- _SUPPLIED TEXT_:

Language matters. Evidence matters. Transparency matters. In 2017, these may sound like political statements, but they are not intended to be. For those of us in the business of solving the world’s most intractable problems, they should be the fundamental tenets of our work. Nothing political, but simply the most efficient way to proceed: define your problem, design or fund programs based on sound evidence, develop and follow set protocols for your intervention and evaluation, report results in good faith. And as we look for effective ways to design and achieve system-wide change, these golden rules become even more important.
At this year’s Social Impact Exchange gathering – held in two exciting content-rich days in mid-June – presenters and delegates explored myriad methods for achieving impact at scale: systems-thinking to uncover the best leverage points, cross-funder collaboration, partnership with government and other stakeholders, market forces, systemization of existing knowledge and entrepreneurial chutzpah. The golden rules were perhaps taken as given, but we should be careful not to lose sight of them as our goals become more ambitious.
If funders are to collaborate effectively, for example, communication is key. Trust and respect provide an important foundation, but open communication protects relationships for the work ahead. Collaborators need to learn how to achieve line-by-line consensus on the definition of the problem they are hoping to address, the leverage points to address it, an assessment of the evidence, and evaluation and reporting methods. To avoid any confusion of tongues, funder collaboratives need to commit to creating a shared language comprised of clearly defined terms and agreed upon framing of messages. We can’t underestimate the difficulty of doing this. Funders who have focused on traditional grant making each have their own way of doing things and reaching consensus is hard work. It takes time, an open mind and professional writing to accurately express the views of a group.
One example of a collaborative that has committed to this difficult consensus-building work around language is the five-foundation collaborative formed by The Commonwealth Fund, the John A. Hartford Foundation, the Robert Wood Johnson Foundation, the Peterson Center on Healthcare and the SCAN Foundation. In 2016, the foundations joined forces to “improve health and reduce costs for chronically ill patients with complex care needs.” As Emily Zyborowicz of the Peterson Center described, each of the terms in that statement was carefully crafted, and one of the biggest challenges in developing the collaborative was agreeing on the precise definitions of each. What does it mean to “improve health?” Who are we talking about when we say, “chronically ill patients?” And what does it mean to have “complex care needs?”

- _PROVIDED RECORDS_:

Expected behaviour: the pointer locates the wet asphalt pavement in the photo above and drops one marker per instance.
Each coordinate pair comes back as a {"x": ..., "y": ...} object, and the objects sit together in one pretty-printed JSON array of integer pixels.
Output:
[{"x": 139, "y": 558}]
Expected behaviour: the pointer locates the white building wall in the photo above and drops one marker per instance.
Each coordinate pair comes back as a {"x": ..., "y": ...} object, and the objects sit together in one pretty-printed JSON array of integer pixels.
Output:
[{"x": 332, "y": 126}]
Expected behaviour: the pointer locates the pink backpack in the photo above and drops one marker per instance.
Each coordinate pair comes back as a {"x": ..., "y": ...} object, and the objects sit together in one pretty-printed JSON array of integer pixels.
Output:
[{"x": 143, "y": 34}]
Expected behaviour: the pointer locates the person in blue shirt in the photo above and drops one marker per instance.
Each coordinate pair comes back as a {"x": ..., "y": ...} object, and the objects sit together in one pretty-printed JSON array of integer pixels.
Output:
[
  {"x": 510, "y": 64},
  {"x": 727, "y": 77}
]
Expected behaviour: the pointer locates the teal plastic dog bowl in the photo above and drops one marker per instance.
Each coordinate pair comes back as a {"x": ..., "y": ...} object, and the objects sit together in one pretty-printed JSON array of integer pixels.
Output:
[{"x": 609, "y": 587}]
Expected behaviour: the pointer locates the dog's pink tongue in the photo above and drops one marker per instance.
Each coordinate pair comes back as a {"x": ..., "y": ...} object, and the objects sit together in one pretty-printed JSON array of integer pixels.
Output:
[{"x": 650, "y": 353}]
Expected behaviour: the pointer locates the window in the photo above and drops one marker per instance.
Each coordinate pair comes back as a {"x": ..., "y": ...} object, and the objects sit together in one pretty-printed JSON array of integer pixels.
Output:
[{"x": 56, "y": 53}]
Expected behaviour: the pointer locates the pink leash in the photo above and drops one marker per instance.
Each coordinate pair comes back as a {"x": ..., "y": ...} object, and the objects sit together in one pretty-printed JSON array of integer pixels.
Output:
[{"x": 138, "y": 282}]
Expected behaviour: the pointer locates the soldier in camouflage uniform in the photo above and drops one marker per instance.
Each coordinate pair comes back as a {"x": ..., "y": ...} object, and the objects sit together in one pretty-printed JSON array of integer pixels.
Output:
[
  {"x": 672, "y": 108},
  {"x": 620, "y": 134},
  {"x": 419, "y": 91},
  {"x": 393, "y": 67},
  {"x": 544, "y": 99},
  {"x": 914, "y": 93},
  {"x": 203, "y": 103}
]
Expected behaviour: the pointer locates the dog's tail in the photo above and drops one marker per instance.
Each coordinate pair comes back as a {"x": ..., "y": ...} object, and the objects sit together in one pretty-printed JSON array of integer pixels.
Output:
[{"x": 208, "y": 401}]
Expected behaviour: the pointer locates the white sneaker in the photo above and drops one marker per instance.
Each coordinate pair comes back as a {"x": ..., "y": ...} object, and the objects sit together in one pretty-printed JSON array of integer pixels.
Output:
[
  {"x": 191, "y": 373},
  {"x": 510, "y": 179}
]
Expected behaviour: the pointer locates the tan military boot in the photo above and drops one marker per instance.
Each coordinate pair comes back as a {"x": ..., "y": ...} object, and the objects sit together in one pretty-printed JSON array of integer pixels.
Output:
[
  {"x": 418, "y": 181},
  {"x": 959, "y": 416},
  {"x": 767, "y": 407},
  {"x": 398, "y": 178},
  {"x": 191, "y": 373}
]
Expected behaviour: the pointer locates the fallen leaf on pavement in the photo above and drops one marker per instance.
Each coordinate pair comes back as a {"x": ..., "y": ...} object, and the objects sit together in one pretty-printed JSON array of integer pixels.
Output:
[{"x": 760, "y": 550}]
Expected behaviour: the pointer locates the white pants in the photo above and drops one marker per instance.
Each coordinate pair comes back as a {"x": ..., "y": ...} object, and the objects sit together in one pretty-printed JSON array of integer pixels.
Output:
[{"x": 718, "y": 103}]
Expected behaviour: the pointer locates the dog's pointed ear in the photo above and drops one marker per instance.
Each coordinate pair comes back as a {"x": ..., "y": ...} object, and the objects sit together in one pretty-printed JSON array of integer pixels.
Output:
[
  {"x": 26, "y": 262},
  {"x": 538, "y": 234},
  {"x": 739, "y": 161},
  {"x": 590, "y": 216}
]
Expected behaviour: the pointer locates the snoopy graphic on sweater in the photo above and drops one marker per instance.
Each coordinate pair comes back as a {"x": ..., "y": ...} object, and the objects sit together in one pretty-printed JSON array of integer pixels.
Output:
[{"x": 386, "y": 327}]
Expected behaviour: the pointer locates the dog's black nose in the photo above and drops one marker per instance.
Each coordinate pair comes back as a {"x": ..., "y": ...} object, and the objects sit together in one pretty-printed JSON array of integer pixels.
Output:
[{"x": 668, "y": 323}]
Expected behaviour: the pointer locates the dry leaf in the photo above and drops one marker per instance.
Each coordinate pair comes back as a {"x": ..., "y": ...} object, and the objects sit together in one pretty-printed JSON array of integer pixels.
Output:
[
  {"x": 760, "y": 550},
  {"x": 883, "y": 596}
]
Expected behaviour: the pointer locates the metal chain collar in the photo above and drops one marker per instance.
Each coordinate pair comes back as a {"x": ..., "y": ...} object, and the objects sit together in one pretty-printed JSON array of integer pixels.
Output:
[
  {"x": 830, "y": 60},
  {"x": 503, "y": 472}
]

- _EXERCISE 1_: In the essay on funder collaboration, in what year did the five foundations join forces?
- _EXERCISE 2_: According to the essay on funder collaboration, why is reaching consensus on a shared language difficult for funder collaboratives?
Answer from the essay on funder collaboration alone, not from the listing.

- _RESPONSE BOX 1_: 2016

- _RESPONSE BOX 2_: Funders who have focused on traditional grant making each have their own way of doing things. Reaching consensus is therefore hard work that takes time, an open mind and professional writing to accurately express the views of a group.